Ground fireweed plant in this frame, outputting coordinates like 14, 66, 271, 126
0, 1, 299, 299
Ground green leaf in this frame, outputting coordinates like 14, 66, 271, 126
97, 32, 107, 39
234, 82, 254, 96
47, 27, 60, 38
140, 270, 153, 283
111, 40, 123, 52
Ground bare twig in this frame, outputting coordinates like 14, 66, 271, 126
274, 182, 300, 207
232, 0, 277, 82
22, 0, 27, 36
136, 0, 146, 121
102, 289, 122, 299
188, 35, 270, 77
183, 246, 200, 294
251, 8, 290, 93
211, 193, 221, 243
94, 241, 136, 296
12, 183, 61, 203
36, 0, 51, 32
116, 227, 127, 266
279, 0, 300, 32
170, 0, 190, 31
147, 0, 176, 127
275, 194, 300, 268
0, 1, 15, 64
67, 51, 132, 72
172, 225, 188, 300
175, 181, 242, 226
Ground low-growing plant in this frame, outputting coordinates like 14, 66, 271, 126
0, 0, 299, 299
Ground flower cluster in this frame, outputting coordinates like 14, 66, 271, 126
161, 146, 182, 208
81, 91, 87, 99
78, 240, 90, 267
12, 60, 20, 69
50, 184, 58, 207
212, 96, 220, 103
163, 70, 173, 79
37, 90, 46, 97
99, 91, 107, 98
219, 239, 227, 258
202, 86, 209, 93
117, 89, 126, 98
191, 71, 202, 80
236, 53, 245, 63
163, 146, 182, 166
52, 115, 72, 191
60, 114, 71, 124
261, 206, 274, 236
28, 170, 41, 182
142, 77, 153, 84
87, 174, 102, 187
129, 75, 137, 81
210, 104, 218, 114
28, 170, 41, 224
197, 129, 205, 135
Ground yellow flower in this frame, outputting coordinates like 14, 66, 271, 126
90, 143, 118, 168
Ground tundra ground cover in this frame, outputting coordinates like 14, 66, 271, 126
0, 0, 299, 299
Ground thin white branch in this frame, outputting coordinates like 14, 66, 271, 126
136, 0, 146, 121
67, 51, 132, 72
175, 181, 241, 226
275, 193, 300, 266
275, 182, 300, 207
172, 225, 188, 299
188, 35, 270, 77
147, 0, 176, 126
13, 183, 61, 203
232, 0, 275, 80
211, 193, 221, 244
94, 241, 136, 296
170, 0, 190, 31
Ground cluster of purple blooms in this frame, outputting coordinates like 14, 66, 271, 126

========================================

◆ **EXERCISE PROMPT**:
Which lines run from the one containing "Ground tundra ground" to the end of the records? Transcribe exactly those, both ends included.

◆ **TASK RESULT**:
Ground tundra ground cover in this frame, outputting coordinates like 14, 66, 271, 126
0, 0, 299, 299
Ground thin white branch in this frame, outputting coordinates like 14, 66, 271, 126
136, 0, 146, 121
67, 51, 132, 72
175, 181, 241, 226
275, 193, 300, 266
275, 182, 300, 207
172, 225, 188, 299
188, 35, 270, 77
147, 0, 176, 126
13, 183, 61, 203
232, 0, 275, 80
211, 193, 221, 244
94, 241, 136, 296
170, 0, 190, 31
Ground cluster of purple blooms in this frame, outputting coordinates like 14, 66, 271, 126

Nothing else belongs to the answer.